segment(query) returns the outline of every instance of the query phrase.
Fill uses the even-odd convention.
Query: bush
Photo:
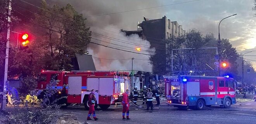
[[[60,116],[57,111],[39,108],[21,108],[9,112],[2,124],[56,124]]]

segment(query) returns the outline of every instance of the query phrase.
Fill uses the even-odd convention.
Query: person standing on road
[[[246,86],[245,86],[243,88],[243,91],[244,92],[243,93],[244,93],[244,96],[243,98],[246,98],[246,92],[247,91],[247,88]]]
[[[160,88],[159,86],[157,86],[156,88],[156,99],[157,103],[156,105],[160,105],[160,100],[159,99],[159,97],[160,97],[160,94],[159,92],[160,91]]]
[[[149,106],[151,108],[151,111],[153,110],[152,95],[153,93],[151,92],[151,90],[150,88],[149,88],[147,90],[147,110],[149,110]]]
[[[7,97],[7,99],[8,100],[8,103],[6,106],[9,106],[9,104],[10,104],[11,105],[12,105],[12,102],[11,98],[12,97],[12,94],[9,91],[7,92],[7,94],[6,94],[6,96]]]
[[[146,101],[146,96],[147,95],[147,86],[143,86],[143,89],[141,90],[141,92],[142,93],[142,98],[143,98],[143,103],[142,105],[145,104],[145,103],[146,102],[146,105],[147,105],[147,101]]]
[[[125,113],[126,113],[126,118],[127,120],[130,119],[129,117],[130,109],[129,107],[130,104],[129,103],[129,90],[126,90],[125,93],[123,93],[123,119],[125,119]]]
[[[137,100],[138,99],[138,87],[136,86],[133,90],[133,103],[135,105],[137,105]]]
[[[87,117],[87,120],[91,120],[91,115],[93,114],[93,117],[94,120],[97,121],[99,119],[96,117],[95,113],[95,110],[94,109],[94,105],[95,103],[97,102],[96,96],[95,95],[95,90],[92,90],[92,93],[89,95],[89,101],[88,101],[88,105],[89,105],[89,112],[88,112],[88,116]]]

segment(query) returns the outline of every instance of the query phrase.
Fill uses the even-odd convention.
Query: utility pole
[[[132,88],[133,87],[133,60],[134,59],[134,58],[131,58],[131,74],[132,74],[131,75],[131,90],[132,90]]]
[[[230,17],[232,16],[234,16],[236,15],[237,14],[233,14],[231,16],[228,16],[223,19],[222,19],[220,22],[220,23],[219,23],[219,36],[218,36],[218,41],[217,41],[217,46],[218,46],[218,55],[219,56],[219,60],[218,60],[218,62],[219,62],[219,76],[220,76],[220,43],[221,42],[221,41],[220,40],[220,23],[221,22],[221,21],[223,20],[224,20],[228,17]]]
[[[4,110],[5,108],[5,104],[6,104],[6,97],[5,97],[6,94],[6,83],[7,83],[7,78],[8,71],[8,57],[9,57],[9,47],[10,43],[10,16],[11,11],[12,10],[12,0],[9,0],[9,5],[8,6],[8,16],[7,19],[7,36],[6,42],[6,51],[5,52],[5,61],[4,68],[4,77],[3,78],[3,93],[2,94],[3,98],[2,99],[2,103],[1,104],[2,110]]]
[[[256,51],[252,51],[248,52],[247,53],[244,53],[242,56],[242,85],[244,84],[244,55],[246,53],[249,53],[253,52],[255,52]]]

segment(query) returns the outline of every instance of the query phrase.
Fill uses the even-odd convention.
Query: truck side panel
[[[205,99],[206,105],[215,105],[216,102],[216,78],[200,78],[201,96]]]

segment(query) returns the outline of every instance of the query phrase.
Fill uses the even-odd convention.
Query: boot
[[[130,119],[131,119],[130,118],[129,118],[129,116],[126,116],[126,119],[127,119],[127,120],[130,120]]]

+ + + +

Arrange every line of the items above as a numbered list, skipping blank lines. Leave the picture out of your answer.

*Task response:*
1. segment(query) returns the outline of every instance of the query phrase.
2. Fill uses the even-odd convention.
3. Query: bush
4. Photo:
5. [[[60,116],[57,111],[39,108],[21,108],[9,112],[2,124],[56,124]]]
6. segment(query) returns the outline of every instance of the query phrase.
7. Fill uses the even-odd convention.
8. Query: person standing on road
9. [[[246,86],[245,86],[243,88],[243,91],[244,92],[243,93],[244,93],[244,96],[243,98],[246,98],[246,92],[247,91],[247,88]]]
10. [[[160,88],[159,86],[157,86],[156,88],[156,99],[157,103],[156,105],[160,105],[160,100],[159,99],[159,97],[160,97],[160,94],[159,92],[160,91]]]
11. [[[149,106],[151,108],[151,111],[153,110],[152,95],[153,93],[151,92],[151,90],[150,88],[149,88],[147,90],[147,110],[149,110]]]
12. [[[7,97],[7,99],[8,100],[8,103],[6,106],[9,106],[9,104],[10,104],[11,105],[12,105],[12,102],[11,98],[12,97],[12,94],[9,91],[7,92],[7,94],[6,94],[6,96]]]
13. [[[146,101],[146,96],[147,95],[147,86],[143,86],[143,89],[141,90],[141,92],[142,93],[142,98],[143,98],[143,103],[142,105],[145,104],[145,103],[146,102],[146,105],[147,105],[147,101]]]
14. [[[125,113],[126,113],[126,118],[127,120],[130,119],[129,117],[130,109],[129,107],[130,104],[129,103],[129,90],[126,90],[125,93],[123,93],[123,119],[125,119]]]
15. [[[137,100],[138,99],[138,87],[136,86],[133,90],[133,103],[135,105],[137,105]]]
16. [[[87,117],[87,120],[91,120],[91,115],[93,114],[93,117],[94,120],[97,121],[99,119],[96,117],[95,113],[95,110],[94,109],[94,105],[95,103],[97,102],[96,96],[95,95],[95,90],[92,90],[92,93],[89,95],[89,101],[88,101],[88,105],[89,105],[89,112],[88,112],[88,116]]]
17. segment(query) returns the outline of every instance of the query phrase.
18. Fill uses the even-odd convention.
19. Query: utility pole
20. [[[132,88],[133,87],[133,60],[134,59],[134,58],[131,58],[131,74],[132,74],[131,75],[131,90],[132,90]]]
21. [[[230,17],[232,16],[234,16],[236,15],[237,14],[233,14],[231,16],[228,16],[223,19],[222,19],[220,22],[220,23],[219,23],[219,36],[218,36],[218,41],[217,41],[217,46],[218,46],[218,55],[219,56],[219,60],[218,60],[218,62],[219,62],[219,76],[220,76],[220,43],[221,42],[221,41],[220,40],[220,23],[221,22],[221,21],[223,20],[224,20],[228,17]]]
22. [[[4,110],[5,108],[5,104],[6,104],[6,97],[5,97],[6,94],[6,83],[7,83],[7,78],[8,71],[8,57],[9,57],[9,47],[10,43],[10,16],[11,11],[12,10],[12,0],[9,0],[9,5],[8,6],[8,16],[7,19],[7,36],[6,42],[6,51],[5,52],[5,61],[4,68],[4,77],[3,78],[3,93],[2,94],[3,98],[2,99],[2,103],[1,104],[2,110]]]
23. [[[256,51],[252,51],[248,52],[247,53],[244,53],[242,56],[242,85],[244,84],[244,55],[246,53],[249,53],[253,52],[255,52]]]
24. segment(query) returns the outline of every instance of the query phrase.
25. Fill uses the even-odd convention.
26. Query: truck side panel
27. [[[205,99],[206,105],[215,105],[216,102],[216,78],[200,78],[201,96]]]
28. segment(query) returns the outline of every instance of the query phrase.
29. Fill uses the even-odd convention.
30. Query: boot
31. [[[130,119],[131,119],[130,118],[129,118],[129,116],[126,116],[126,119],[127,119],[127,120],[130,120]]]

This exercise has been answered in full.